Rewrite the items starting at the line containing "Return the mask of every instance of the golden" and ending at the line containing "271 47 L 268", replacing "golden ball decoration" with "glass ornament" and keeping everything else unchanged. Leave the pictures out of your answer.

· · · · ·

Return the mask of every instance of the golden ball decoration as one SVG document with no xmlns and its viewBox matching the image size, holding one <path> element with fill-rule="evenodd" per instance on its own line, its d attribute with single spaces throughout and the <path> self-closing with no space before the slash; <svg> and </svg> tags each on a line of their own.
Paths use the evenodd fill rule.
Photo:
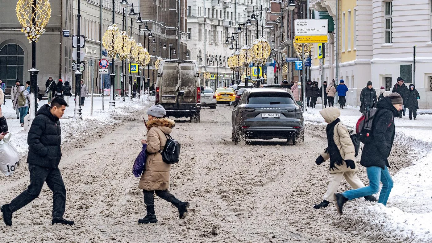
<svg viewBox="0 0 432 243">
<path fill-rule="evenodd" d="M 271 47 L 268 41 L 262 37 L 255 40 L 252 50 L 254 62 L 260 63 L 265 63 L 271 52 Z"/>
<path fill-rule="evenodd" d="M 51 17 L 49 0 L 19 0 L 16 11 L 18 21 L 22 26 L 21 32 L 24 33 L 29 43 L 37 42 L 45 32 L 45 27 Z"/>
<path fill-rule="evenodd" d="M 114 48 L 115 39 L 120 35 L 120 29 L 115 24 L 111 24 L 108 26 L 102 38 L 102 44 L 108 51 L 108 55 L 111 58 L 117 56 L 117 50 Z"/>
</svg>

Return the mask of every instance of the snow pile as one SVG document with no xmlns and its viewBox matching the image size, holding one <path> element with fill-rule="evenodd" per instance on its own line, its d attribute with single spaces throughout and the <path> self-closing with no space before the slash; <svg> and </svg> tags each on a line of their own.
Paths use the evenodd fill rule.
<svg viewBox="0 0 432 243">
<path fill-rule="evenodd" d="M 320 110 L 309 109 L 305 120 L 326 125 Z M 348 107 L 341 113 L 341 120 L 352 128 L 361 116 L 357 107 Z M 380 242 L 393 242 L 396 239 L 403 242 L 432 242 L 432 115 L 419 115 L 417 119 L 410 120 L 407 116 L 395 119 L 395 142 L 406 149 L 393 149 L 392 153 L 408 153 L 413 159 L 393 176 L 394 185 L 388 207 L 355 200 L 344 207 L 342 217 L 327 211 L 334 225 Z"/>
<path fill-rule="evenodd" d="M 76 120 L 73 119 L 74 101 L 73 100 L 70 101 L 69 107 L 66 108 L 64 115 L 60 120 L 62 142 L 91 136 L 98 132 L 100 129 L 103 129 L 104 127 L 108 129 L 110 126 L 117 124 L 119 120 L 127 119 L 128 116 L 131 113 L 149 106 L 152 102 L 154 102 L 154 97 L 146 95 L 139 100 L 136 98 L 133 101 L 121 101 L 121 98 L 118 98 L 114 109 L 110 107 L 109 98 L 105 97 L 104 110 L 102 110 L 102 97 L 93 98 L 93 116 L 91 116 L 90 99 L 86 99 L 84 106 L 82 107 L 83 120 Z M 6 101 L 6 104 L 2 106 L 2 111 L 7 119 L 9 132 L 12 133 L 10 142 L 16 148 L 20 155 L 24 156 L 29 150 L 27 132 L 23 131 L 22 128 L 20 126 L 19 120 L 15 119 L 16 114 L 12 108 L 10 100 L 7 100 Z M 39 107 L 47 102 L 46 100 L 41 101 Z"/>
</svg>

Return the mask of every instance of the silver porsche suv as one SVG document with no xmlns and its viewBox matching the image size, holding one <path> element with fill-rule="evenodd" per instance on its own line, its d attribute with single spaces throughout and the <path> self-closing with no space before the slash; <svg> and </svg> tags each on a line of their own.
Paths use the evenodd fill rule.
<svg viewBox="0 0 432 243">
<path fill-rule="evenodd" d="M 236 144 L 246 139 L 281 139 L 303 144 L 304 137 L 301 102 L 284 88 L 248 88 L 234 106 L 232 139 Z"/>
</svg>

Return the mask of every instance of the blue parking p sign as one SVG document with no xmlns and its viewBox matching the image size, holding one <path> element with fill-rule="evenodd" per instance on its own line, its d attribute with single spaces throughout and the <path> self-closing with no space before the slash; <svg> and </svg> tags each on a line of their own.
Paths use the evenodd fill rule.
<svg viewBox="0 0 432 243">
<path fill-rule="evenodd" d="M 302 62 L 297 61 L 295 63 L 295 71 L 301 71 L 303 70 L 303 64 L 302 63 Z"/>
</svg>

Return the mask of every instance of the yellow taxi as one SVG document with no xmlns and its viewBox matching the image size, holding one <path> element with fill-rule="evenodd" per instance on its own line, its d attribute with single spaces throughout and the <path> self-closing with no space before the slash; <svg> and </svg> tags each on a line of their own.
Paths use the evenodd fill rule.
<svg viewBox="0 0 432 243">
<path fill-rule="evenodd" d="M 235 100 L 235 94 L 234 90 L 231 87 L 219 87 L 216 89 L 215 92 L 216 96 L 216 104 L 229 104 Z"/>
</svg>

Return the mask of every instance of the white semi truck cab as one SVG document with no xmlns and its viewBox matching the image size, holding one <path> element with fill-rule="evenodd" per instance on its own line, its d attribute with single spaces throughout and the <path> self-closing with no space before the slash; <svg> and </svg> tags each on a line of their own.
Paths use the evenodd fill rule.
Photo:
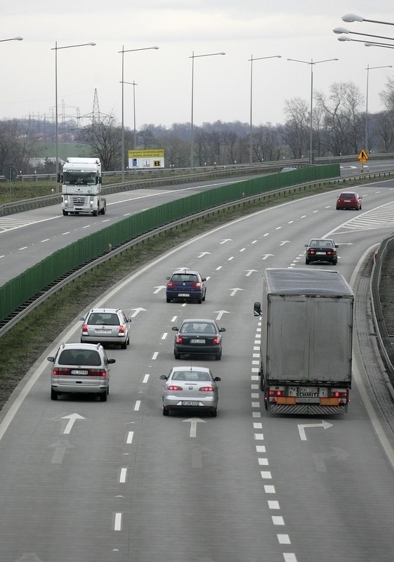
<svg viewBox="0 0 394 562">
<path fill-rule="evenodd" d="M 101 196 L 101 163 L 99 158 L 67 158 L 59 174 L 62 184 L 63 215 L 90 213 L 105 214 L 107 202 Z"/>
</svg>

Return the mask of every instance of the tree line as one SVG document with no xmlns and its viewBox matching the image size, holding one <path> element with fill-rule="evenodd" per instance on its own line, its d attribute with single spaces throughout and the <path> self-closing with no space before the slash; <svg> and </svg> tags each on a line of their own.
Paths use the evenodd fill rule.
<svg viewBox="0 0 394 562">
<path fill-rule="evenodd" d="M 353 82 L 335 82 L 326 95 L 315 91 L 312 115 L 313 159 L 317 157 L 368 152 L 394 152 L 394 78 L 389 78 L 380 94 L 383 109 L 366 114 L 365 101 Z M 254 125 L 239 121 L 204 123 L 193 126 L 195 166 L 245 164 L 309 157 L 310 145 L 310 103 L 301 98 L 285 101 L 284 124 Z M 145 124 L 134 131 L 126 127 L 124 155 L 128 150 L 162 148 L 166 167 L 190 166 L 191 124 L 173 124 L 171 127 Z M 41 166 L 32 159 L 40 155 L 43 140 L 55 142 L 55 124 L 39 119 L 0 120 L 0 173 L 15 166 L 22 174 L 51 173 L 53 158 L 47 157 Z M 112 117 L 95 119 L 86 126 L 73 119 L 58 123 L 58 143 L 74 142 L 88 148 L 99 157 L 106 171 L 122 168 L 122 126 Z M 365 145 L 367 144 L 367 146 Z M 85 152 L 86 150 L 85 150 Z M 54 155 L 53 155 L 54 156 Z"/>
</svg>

· · · · ·

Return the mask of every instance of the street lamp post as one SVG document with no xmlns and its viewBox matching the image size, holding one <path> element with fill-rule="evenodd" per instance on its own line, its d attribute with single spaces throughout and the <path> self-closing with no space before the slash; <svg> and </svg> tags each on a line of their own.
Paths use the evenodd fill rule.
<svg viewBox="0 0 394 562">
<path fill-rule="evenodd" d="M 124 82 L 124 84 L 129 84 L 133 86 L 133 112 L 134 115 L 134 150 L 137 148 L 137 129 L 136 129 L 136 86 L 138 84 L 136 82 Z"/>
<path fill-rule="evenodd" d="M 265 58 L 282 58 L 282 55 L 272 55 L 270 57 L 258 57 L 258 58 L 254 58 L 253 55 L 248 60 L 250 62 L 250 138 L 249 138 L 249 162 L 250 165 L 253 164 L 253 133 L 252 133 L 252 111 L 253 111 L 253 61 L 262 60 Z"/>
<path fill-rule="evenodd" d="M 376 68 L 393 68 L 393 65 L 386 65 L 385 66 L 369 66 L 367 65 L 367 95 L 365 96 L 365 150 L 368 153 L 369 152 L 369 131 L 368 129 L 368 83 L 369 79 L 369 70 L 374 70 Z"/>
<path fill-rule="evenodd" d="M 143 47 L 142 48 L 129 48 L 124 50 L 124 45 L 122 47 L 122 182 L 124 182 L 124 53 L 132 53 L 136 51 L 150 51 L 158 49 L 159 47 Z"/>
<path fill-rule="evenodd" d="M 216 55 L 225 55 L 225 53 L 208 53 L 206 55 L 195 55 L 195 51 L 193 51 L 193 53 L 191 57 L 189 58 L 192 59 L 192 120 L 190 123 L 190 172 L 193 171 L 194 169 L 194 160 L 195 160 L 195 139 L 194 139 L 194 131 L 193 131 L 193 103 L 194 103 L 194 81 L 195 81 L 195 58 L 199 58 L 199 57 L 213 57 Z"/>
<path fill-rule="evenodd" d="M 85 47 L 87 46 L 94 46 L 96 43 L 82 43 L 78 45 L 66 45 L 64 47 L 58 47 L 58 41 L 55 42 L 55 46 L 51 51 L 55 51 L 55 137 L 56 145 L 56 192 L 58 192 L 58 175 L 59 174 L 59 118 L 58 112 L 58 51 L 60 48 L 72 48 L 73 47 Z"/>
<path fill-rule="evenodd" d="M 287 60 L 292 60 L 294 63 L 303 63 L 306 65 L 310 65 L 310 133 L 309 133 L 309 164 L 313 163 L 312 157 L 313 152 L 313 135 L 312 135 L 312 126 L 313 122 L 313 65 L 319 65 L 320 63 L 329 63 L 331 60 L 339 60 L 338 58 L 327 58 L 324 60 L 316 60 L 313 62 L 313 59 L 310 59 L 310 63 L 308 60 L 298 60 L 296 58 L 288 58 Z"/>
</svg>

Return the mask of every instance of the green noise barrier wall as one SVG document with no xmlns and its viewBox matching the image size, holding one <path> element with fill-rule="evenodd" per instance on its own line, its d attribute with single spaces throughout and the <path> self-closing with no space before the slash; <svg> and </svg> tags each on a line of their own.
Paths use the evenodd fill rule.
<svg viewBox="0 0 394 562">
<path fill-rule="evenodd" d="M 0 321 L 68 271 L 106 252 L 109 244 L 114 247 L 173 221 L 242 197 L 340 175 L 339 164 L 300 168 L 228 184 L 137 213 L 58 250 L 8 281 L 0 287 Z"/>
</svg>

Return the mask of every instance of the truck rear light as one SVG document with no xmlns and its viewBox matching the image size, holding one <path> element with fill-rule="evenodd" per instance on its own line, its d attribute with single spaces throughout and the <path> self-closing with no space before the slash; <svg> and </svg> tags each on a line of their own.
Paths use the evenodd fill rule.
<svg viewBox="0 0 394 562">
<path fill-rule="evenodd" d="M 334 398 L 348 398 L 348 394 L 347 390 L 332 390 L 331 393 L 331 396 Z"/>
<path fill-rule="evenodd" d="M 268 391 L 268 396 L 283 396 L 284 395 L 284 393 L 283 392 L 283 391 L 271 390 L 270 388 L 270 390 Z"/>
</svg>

· · · · ·

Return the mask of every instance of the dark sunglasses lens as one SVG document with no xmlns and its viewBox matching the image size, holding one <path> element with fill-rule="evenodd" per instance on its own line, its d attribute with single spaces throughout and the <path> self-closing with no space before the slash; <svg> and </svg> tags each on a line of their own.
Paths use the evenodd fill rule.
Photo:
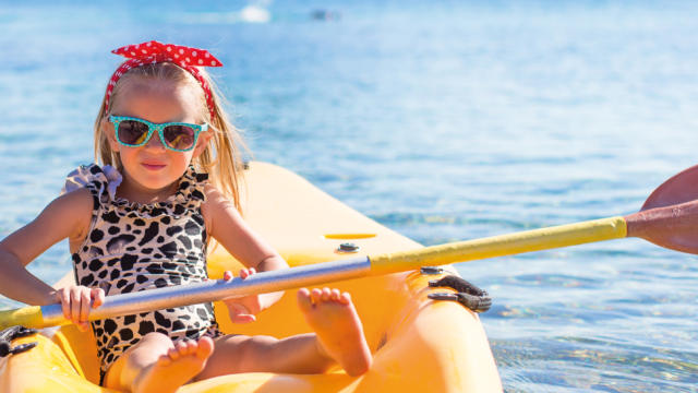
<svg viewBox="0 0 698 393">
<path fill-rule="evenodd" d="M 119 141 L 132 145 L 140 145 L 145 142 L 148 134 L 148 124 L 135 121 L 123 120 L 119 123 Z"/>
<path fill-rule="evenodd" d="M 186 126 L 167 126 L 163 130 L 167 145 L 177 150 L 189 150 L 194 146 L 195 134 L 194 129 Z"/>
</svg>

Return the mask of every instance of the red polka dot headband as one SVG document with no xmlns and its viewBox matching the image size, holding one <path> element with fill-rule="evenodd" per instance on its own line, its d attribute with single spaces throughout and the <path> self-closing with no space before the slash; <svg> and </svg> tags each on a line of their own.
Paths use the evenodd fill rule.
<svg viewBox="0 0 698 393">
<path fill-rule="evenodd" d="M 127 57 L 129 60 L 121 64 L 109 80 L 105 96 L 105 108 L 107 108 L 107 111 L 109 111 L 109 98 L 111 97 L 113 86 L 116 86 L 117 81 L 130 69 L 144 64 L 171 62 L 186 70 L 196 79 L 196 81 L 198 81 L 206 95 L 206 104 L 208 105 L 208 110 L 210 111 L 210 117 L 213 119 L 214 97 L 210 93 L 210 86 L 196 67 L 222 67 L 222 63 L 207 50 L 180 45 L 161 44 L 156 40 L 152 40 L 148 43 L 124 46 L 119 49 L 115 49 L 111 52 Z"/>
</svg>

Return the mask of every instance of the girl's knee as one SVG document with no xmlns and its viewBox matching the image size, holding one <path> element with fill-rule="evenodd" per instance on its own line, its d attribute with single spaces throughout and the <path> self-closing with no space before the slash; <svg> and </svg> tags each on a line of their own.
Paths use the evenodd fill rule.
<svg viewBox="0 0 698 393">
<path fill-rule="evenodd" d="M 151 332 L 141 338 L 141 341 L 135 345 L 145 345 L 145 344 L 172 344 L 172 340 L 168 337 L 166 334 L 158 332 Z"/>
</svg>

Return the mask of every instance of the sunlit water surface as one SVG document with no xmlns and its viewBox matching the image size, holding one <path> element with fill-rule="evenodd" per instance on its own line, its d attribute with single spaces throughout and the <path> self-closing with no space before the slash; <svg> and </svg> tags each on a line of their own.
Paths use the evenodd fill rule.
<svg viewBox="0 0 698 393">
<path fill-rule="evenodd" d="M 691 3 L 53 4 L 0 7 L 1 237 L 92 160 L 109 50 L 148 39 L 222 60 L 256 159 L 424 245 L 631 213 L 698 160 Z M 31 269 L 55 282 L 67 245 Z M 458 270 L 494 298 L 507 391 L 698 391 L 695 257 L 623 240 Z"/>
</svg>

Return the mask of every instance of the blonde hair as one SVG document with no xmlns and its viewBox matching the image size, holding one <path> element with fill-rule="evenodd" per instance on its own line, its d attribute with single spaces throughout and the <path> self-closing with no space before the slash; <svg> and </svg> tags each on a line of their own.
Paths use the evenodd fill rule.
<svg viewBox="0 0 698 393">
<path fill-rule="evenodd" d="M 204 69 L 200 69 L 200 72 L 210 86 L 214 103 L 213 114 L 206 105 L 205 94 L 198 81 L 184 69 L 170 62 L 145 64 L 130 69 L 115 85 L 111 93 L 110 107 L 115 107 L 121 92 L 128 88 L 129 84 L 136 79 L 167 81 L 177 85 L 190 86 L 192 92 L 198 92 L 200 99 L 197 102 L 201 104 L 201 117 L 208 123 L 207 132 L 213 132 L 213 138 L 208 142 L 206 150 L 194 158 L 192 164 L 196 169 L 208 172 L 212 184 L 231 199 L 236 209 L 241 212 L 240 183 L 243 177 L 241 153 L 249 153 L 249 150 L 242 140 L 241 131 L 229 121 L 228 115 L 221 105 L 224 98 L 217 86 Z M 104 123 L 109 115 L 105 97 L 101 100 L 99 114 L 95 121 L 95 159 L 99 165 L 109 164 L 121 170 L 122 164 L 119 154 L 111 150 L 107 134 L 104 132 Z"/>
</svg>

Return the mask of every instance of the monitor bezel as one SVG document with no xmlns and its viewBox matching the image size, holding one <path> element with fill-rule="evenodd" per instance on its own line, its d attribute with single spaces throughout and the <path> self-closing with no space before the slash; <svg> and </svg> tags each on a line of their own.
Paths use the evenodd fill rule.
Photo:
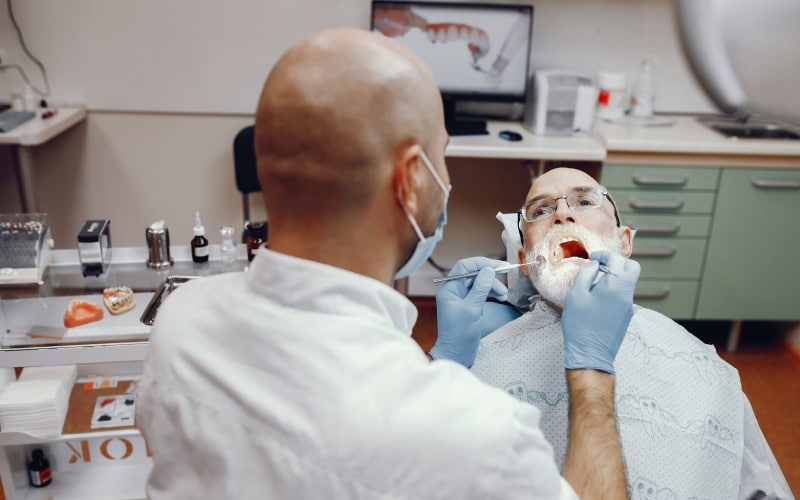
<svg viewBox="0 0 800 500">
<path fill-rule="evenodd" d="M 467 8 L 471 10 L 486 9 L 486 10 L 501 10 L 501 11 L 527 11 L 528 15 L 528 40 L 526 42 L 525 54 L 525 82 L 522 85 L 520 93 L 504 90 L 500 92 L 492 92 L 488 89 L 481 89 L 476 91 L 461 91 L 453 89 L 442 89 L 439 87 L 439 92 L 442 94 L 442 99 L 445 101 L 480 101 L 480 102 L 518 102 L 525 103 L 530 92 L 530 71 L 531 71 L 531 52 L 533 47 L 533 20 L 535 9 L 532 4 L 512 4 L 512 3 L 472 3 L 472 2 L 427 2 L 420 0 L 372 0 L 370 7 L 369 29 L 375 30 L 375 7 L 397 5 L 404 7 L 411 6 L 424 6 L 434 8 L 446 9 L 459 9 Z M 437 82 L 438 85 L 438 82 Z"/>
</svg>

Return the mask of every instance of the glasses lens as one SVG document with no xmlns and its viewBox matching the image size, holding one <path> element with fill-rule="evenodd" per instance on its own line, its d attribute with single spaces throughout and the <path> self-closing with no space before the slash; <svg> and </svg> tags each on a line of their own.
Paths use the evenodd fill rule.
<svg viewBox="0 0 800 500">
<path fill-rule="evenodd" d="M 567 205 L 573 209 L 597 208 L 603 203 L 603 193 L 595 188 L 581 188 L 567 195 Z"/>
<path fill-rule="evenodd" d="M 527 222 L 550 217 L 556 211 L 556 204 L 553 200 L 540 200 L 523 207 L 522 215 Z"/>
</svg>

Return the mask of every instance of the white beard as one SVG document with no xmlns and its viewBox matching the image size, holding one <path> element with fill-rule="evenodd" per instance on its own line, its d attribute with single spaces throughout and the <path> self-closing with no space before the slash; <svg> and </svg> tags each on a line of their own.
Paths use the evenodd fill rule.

· · · · ·

[Exercise output]:
Return the mask of every instance of the glass ornament as one SVG document with no xmlns and its viewBox matching the image size, holding one <path> element with fill-rule="evenodd" per instance on its own line, its d attribute with single spaces throughout and the <path> self-closing with no space before the slash; <svg> and </svg> tags each on a line of their own.
Paths use the evenodd fill rule.
Photo:
<svg viewBox="0 0 432 243">
<path fill-rule="evenodd" d="M 271 47 L 268 41 L 262 37 L 255 40 L 252 50 L 254 62 L 260 63 L 265 63 L 271 52 Z"/>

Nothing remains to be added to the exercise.